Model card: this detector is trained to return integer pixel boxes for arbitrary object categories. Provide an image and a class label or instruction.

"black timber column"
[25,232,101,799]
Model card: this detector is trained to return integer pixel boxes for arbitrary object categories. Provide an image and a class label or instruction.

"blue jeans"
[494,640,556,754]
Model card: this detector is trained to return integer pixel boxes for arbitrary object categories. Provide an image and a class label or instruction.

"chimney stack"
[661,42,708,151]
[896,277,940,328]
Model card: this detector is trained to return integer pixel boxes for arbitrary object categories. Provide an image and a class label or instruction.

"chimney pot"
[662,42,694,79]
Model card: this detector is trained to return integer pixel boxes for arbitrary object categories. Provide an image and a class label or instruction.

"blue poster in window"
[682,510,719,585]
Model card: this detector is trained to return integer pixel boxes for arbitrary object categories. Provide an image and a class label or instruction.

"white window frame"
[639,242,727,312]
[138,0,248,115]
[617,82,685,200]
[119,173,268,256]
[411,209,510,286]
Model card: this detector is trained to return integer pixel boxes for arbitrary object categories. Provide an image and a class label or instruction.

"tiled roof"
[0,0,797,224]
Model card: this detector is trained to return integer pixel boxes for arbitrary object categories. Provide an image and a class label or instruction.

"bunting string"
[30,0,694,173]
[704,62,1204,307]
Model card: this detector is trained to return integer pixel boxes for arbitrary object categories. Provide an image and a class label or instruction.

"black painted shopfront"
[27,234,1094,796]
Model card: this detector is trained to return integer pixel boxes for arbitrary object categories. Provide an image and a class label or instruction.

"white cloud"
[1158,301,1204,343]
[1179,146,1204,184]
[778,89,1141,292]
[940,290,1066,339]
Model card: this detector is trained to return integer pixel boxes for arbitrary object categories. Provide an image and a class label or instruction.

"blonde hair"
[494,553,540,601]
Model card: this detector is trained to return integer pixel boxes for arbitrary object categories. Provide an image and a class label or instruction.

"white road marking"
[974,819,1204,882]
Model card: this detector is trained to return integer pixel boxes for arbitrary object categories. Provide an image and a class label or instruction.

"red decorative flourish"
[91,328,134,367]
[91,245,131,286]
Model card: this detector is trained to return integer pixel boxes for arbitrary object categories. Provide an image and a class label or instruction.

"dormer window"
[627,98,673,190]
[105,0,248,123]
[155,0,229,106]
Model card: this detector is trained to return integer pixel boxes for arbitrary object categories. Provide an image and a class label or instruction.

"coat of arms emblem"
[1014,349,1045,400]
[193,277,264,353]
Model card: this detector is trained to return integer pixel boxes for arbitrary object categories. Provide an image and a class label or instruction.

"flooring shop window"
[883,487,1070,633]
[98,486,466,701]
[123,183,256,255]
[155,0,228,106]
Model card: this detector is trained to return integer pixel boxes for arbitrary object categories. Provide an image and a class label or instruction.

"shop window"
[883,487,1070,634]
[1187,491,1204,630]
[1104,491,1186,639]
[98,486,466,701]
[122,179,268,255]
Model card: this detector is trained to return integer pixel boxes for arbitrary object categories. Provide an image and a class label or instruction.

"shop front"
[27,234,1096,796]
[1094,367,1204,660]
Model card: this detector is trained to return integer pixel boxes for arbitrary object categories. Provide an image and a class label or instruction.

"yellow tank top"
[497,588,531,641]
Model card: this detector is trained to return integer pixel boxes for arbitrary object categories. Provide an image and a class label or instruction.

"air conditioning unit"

^^^^^^^^^^^^^^^^

Reproduce all of the records above, swapping "class label" for "category name" wherever it occurs and leaving everything else unchanged.

### Exercise solution:
Model card: this detector is trained to return integer pixel boxes for arbitrary object categories. Provide an image and a category name or instruction.

"black timber column"
[25,232,101,799]
Model card: this detector is trained to return integer pixel boxes for arbitrary object categories. Provide an image and a category name or instruction.

"blue jeans"
[494,640,556,754]
Model card: this detector is trained to return integer pixel boxes for arbitrary object categories. Provide an image and a category name or instruction.

"chimney stack"
[661,42,708,151]
[896,277,940,328]
Model card: this detector is trained to return integer pixel boxes for arbitrary object categories. Provide an image and a category name or instruction.

"chimney pot"
[662,42,694,79]
Model card: this detector is trained to return integer pixel boxes for arbitrary object categories. Provide an image and a category name or instruction.

"blue poster in window"
[682,510,719,585]
Model card: this detector is trained to return integer pixel boxes for arbitrary object categories. Provide an image and a category name or instruction.

"white window frame"
[639,242,727,312]
[138,0,248,115]
[617,82,685,200]
[119,173,268,256]
[411,209,510,286]
Model card: this detector is trained to return integer pixel boxes for arbitrary object categories. Provide an image and a category name or instruction.

"tiled roof"
[0,0,797,224]
Model card: this detector is trained to return integer pixel boxes for arbitrary object categories. Provide an image and a category name or instruction.

"bunting string"
[30,0,694,173]
[704,62,1204,307]
Model card: this detector is trained to return integer pixel boxes for arbitrary object categories. Provide an image and a category name or instruction.

"black painted shopfront"
[27,234,1094,796]
Model card: this detector is trained to return integer pixel boxes for arbitrary object categories. Provide an image and a category name or instruction.

"white cloud"
[1158,301,1204,343]
[1179,146,1204,184]
[778,89,1141,292]
[940,290,1066,339]
Model card: this detector is trained to return integer pixel boxes for arbitrary object categories. Provide an image and a category name or instruction.

"blonde hair"
[494,553,540,601]
Model card: this detector is trained to return integer pixel boxes for arbitrary object categories. Provide an image and a category name or instruction.

"white road marking"
[974,819,1204,882]
Model card: this detector is trained to return integer pixel boxes for arbitrary object categories. Provide an image and a category name or instruction.

"red decorative flourish"
[91,328,134,367]
[91,245,131,286]
Model card: this detector is trained to return integer pixel boxes for arbitrary object categories. Provide an image and a category name or instruction.

"dormer window"
[627,98,673,190]
[105,0,248,123]
[155,0,229,106]
Model card: this detector is trained to return integer pixel boxes for arbitrary object categories. Provide an image and a category name or instruction.

"coat of arms emblem"
[1014,349,1045,400]
[193,277,264,353]
Model card: this detector is trained to return integer pixel boxes for arbitrary object categories. Provide an image and a category name or instruction.

"flooring shop window"
[883,487,1070,633]
[98,486,466,701]
[123,183,256,255]
[155,0,228,106]
Model card: this detector is trained to return integer pixel boxes for arbitrary object categories. Provide an image and a category name or instruction.

"shop window"
[883,487,1070,634]
[1187,491,1204,630]
[1104,491,1186,639]
[98,486,466,701]
[122,179,268,255]
Model card: this detector is trained to return integer pixel boxes for arbitrary object categories. Provide an image and a category name or instruction.

"shop front"
[27,234,1096,796]
[1094,367,1204,660]
Model card: this detector is trained to return integer pixel boxes for arbitrary object categories. Provide an image and a category name or instruction.

"yellow tank top"
[497,588,531,641]
Model card: this detector is trained to return integer pixel boxes for arbitrary object categories. Provide an image and a category name or instruction.

"air conditioning unit"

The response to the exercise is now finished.